** Begin Passage **

[alsa-devel] [Pull request] Support for wm9705 codec and two machines that use it.
Mark Brown
broonie at sirena.org.uk
Fri Jan 16 17:00:46 CET 2009
On Fri, Jan 16, 2009 at 03:00:35PM +0000, Ian Molton wrote:
> Mark Brown wrote:
> >On Fri, Jan 16, 2009 at 01:39:45PM +0000, Ian Molton wrote:
> >Oh, there's a lot of stuff that could be factored out but the whole
> >register access area needs a good looking at.
> I dont mind consolidating the cache handling code if its worth the
> effort (IOW its not scheduled to get totally re-written)
It's not likely to be rewritten dramatically, like I say it's more about
the effort taken to do it - I know there's a bunch of people who really
want multiple cards.
> some of the core code for dumping the codecs reg_cache looks quite
> broken... at least its only debug code, but broken debug code is worse
> than useless...
Could you be more specific, please? The read interface is in rather
active use. The only thing I'm aware of is that only things marked as
cached are visible. The read interface certainly gets a lot of use, the
write interface less so but still.
> > The AC97 parts are special because AC97 only
> >has even numbered registers so they're saving a bit of memory by only
> >having cache space for registers that actually exist and cutting down on
> >noise by only showing those registers in the debug output. It's not a
> >big saving but it's there.
> Actually they arent. the regs are 16 bit anyway for the most part so
> there is no saving - Just confusion over the meaning of the 'reg' parameter.

** End Passage **
** Begin Provided records **

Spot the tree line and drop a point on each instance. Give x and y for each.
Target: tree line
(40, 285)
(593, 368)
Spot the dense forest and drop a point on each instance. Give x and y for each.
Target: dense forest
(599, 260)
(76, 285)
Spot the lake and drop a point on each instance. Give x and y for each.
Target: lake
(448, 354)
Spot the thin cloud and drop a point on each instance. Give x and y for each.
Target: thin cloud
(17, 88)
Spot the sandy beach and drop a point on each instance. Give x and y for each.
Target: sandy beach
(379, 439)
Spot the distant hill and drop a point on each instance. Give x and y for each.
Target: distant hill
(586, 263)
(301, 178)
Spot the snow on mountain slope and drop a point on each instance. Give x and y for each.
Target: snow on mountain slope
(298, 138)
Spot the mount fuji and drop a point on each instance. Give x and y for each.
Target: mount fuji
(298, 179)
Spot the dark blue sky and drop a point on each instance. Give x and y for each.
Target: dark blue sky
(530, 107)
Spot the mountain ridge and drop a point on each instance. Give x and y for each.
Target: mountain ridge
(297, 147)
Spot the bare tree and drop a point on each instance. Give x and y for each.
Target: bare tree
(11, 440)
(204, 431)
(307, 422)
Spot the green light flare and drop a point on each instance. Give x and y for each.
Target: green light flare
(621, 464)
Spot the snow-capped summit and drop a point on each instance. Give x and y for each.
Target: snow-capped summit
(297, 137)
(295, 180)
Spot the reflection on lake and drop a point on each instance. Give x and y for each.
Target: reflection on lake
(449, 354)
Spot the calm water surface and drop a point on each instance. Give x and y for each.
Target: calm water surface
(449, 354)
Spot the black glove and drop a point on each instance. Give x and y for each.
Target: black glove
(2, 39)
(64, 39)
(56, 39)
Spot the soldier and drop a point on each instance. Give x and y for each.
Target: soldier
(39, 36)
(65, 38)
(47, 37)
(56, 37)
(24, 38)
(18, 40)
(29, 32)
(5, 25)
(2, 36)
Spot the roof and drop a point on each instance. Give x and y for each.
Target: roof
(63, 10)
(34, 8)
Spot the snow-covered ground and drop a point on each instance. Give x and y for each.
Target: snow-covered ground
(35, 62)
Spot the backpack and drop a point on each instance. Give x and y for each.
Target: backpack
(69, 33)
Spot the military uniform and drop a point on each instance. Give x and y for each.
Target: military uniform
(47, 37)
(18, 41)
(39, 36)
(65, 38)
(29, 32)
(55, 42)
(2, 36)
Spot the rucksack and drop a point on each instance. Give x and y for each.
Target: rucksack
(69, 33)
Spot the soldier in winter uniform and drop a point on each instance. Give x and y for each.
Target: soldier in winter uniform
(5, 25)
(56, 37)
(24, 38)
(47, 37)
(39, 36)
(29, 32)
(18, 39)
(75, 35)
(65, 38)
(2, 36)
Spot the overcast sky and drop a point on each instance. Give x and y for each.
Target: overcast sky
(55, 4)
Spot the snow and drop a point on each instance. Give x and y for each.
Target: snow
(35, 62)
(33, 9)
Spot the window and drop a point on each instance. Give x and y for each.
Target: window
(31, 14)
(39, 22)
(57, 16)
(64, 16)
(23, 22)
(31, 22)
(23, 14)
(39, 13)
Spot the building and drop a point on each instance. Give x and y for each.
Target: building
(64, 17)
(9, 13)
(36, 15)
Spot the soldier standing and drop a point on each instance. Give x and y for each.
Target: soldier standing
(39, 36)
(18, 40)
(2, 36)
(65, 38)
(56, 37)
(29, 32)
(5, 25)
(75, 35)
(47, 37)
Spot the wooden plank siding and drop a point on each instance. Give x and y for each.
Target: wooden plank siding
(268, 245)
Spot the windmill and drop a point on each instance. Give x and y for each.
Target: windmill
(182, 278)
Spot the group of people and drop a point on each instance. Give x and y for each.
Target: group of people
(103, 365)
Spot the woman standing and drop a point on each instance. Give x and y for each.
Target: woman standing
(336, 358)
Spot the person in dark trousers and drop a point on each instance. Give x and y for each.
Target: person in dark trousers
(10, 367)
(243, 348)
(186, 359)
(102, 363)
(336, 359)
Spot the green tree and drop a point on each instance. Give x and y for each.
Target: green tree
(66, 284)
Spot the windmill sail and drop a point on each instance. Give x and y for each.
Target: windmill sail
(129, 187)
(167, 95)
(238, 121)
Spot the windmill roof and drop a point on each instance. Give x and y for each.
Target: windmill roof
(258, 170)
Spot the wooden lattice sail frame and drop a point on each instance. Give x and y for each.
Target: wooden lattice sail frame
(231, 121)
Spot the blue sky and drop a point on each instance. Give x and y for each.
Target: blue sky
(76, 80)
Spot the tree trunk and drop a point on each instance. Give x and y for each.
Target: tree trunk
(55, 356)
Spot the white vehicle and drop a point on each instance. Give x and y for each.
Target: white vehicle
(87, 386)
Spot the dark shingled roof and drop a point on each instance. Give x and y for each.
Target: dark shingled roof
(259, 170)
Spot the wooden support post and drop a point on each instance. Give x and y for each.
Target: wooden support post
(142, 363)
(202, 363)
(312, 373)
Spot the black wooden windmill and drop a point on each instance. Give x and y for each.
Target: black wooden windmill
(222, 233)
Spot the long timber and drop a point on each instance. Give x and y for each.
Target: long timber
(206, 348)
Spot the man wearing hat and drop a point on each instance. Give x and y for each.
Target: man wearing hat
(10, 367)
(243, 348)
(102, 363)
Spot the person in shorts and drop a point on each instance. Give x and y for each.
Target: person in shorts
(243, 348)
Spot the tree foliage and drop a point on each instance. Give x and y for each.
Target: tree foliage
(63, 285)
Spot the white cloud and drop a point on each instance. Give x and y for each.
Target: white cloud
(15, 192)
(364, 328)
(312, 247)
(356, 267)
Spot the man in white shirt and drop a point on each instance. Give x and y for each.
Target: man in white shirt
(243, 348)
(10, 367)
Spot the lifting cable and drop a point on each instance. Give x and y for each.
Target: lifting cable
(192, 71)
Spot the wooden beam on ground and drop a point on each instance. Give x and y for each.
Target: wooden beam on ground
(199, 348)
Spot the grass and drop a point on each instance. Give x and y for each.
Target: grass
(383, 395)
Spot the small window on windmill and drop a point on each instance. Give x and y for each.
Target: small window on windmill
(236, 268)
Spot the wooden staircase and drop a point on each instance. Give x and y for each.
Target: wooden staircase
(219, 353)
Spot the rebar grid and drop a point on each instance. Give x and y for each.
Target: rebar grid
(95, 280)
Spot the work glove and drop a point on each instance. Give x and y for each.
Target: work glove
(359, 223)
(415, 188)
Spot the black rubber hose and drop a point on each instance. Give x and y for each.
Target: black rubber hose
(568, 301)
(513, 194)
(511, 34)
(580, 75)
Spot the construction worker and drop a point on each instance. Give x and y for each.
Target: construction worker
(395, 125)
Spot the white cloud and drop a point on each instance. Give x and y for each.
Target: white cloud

** End Provided records **

- [What is asked]: Continue the mailing-list thread about wm9705 codec support from its last line.

- [Expected output]:
There is. The natural layout would be to just have an array of u16s
which gives us an array of 16 bit register slots like this:
[0][1][2][3][4][5]..
but we're actually storing:
[0][2][4]...
since we know that the odd numbered registers don't exist.
> Basically we've got two codec types. BOTH have 16 bit regs, but on some
> the 'reg' parameter is a register address, and on some its the register
> number.
The registers referred to by ASoC are *always* register numbers as you'd
see in the chip documentation; the storage method used for any register
cache is entirely up to the codec drivers and is not something that the
core concerns itself with. The core is also unaware of the actual width
of the registers.
You're confusing yourself here by thinking of these things memory mapped
devices - they aren't. How software chooses to lay out any view it has
of the registers in memory has no meaning in hardware since there is, in
general, no way to interact with the hardware with a resolution less
than a full register.
> This is fine I supppose if the semantics for the underlying bus are the
> same, eg. the PXA AC97 bus takes reg as an address.
For marshalling purposes all the I2C and SPI codecs are their own "bus
driver" - the only external thing that cares is the hardware itself, the
I2C and SPI bus drivers just deal in byte streams. AC97 is the only
actual bus in use here and it has the same register number interface
that ASoC uses.
> I havent checked to see if any AC97 codecs are passing reg as a register
> number - if they are then thats a clear bug as its not what the AC97 bus
> driver expects.
All the AC97 codecs are using reg as a register number because that is
what both ASoC and the AC97 bus drivers expect. Note that the AC97 bus
drivers have no idea that the codecs have caches, they just work with
register/value pairs.
> >the WM9705 changes only together with your signoff I can push the queue
> >I'm sitting on to Takashi?
> Sure, but I really think the other changes noted below need to go in
> ASAP as AFAICT they are clearly bogus.
They're not *that* urgent given how long they've been there - it's a
nice cleanup not something I'd push to Linus unless they fixed issues on
live systems (in which case I'd really expect to see patches to fix the
callers as well). The risk/reward doesn't seem worth it.
> >Having the cache there may not be safe
> >depending on the behaviour of the undocumented registers.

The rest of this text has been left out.